[Point annotation rows]
--------------------------------------------------

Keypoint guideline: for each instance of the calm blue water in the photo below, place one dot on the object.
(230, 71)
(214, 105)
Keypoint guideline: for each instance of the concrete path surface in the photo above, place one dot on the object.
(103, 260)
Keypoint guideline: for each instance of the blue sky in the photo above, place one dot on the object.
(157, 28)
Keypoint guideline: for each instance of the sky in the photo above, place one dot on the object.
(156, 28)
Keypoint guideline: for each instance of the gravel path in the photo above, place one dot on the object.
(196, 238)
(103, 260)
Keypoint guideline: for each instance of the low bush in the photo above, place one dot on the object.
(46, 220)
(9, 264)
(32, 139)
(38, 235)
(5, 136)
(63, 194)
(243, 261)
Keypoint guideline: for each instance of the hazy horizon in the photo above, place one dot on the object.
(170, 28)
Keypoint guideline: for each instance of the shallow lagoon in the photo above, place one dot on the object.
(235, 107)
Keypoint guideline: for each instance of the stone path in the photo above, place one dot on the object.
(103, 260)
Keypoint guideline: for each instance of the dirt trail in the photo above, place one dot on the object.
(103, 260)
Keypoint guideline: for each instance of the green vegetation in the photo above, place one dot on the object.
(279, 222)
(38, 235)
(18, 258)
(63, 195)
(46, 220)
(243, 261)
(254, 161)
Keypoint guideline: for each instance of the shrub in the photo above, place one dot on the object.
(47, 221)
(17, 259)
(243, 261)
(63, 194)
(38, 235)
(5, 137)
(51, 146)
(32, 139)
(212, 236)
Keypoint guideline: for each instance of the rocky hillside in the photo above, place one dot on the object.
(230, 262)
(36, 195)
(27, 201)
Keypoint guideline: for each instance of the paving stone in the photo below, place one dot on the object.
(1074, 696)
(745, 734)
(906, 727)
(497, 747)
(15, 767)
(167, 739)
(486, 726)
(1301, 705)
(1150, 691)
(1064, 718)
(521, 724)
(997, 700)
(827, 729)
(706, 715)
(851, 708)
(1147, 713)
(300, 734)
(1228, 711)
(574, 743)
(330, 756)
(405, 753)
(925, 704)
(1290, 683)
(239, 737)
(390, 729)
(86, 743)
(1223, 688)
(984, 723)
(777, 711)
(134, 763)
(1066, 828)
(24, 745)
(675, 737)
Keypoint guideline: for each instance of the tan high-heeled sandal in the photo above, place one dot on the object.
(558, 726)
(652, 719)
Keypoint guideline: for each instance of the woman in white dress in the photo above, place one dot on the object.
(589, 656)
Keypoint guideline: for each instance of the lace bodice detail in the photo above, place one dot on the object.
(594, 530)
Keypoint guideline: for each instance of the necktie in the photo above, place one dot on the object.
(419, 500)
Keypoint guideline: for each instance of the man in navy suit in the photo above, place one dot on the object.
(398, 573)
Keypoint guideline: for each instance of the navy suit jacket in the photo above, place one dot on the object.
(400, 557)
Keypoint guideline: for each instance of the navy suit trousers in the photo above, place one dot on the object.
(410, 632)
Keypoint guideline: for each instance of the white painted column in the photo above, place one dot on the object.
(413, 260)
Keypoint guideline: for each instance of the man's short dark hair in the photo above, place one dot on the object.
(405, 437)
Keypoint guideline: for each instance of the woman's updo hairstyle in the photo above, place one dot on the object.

--------------------------------------------------

Rewrite the part of the rows that starts at the line containing "Keypoint guideline: for each instance of the lace" and runs through the last row, replacing "navy suit" with "dark suit" and changing nothing else.

• _SOLUTION TO THIS PROBLEM_
Keypoint guideline: for each instance of the lace bodice detail in the photo above, place one dot on the object.
(594, 530)
Keypoint guideline: for each instance of the necktie in the photo above, place one dot on the object.
(419, 500)
Keypoint guideline: for each instance of the man in dark suit in the photo above, place one dot on the object.
(398, 573)
Keypoint guideline: for each instance of the dark suit jacket in the photo above, place one dot on the object.
(400, 557)
Keypoint guideline: for each instance of the dark suit trousers in the photo above, place one dot on the object.
(410, 632)
Keypoint guideline: for each instance of the white painted column in the photo above, place one dot on the object.
(413, 260)
Keypoint guideline: for each instance of the man's short dark hair in the photo above, place one dot on the object.
(405, 437)
Keypoint guideline: for each instance of the woman's updo hairstyle in the photo above, place one dot on the object.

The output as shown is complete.